_TEXTAUSZUG_:

DIE WAHRHEIT ERSCHEINT IM BETRACHTER – Oder: WARUM WIR NUR GEMEINSAM DAS ZIEL ERREICHEN KÖNNEN

1) In diesem Blog wurde schon oft über die Wahrheit geschrieben, von ganz unterschiedlichen Perspektiven (und es wird eigentlich Zeit, die Inhalte auf der Übersichtsseite auch mal nach Themen zu gruppieren). Dabei wird deutlich, dass es einerseits um etwas sehr Grundsätzliches, Einfaches geht, das zugleich aber doch für viele, letztlich alle, nicht so einfach fassbar ist.
2) Nicht umsonst gab es in der Geschichte der Ideen seit mehr als 2000 Jahren so viele und immer wieder neue Versuche von großen Denkern, Philosophen, aber auch Schriftstellern, Wissenschaftlern, Künstlern, selbst Theologen, dieses viel schillernde Phänomen zu packen.

_AUFGABEN_:
1) Gib den Abschnitt des Textauszugs von "DIE WAHRHEIT ERSCHEINT" bis "Phänomen zu packen." wortgetreu aus.
2) Seit wie vielen Jahren gibt es laut Textauszug in der Geschichte der Ideen Versuche, die Wahrheit zu fassen?
3) Welche Personengruppen nennt der Textauszug als Urheber der Versuche, dieses Phänomen zu packen? Zähle alle auf.
Das Material wird hier nicht gebraucht.

Einträge zum Zeigen und Beschriften:
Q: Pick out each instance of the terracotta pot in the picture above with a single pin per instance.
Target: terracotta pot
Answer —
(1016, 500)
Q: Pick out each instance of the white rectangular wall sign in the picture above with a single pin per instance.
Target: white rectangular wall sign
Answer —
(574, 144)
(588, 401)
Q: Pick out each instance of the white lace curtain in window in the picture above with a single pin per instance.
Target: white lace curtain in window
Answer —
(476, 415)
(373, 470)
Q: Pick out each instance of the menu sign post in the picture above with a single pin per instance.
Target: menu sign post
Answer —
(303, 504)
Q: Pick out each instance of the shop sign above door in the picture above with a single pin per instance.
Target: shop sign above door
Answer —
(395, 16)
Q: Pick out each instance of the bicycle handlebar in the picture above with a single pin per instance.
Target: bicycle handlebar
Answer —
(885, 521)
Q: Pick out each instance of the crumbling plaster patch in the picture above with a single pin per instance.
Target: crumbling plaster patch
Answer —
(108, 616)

_ERWARTETE AUSGABEN_:
1)
DIE WAHRHEIT ERSCHEINT IM BETRACHTER – Oder: WARUM WIR NUR GEMEINSAM DAS ZIEL ERREICHEN KÖNNEN

1) In diesem Blog wurde schon oft über die Wahrheit geschrieben, von ganz unterschiedlichen Perspektiven (und es wird eigentlich Zeit, die Inhalte auf der Übersichtsseite auch mal nach Themen zu gruppieren). Dabei wird deutlich, dass es einerseits um etwas sehr Grundsätzliches, Einfaches geht, das zugleich aber doch für viele, letztlich alle, nicht so einfach fassbar ist.
2) Nicht umsonst gab es in der Geschichte der Ideen seit mehr als 2000 Jahren so viele und immer wieder neue Versuche von großen Denkern, Philosophen, aber auch Schriftstellern, Wissenschaftlern, Künstlern, selbst Theologen, dieses viel schillernde Phänomen zu packen.

2) Seit mehr als 2000 Jahren.

3) große Denker, Philosophen, Schriftsteller, Wissenschaftler, Künstler, Theologen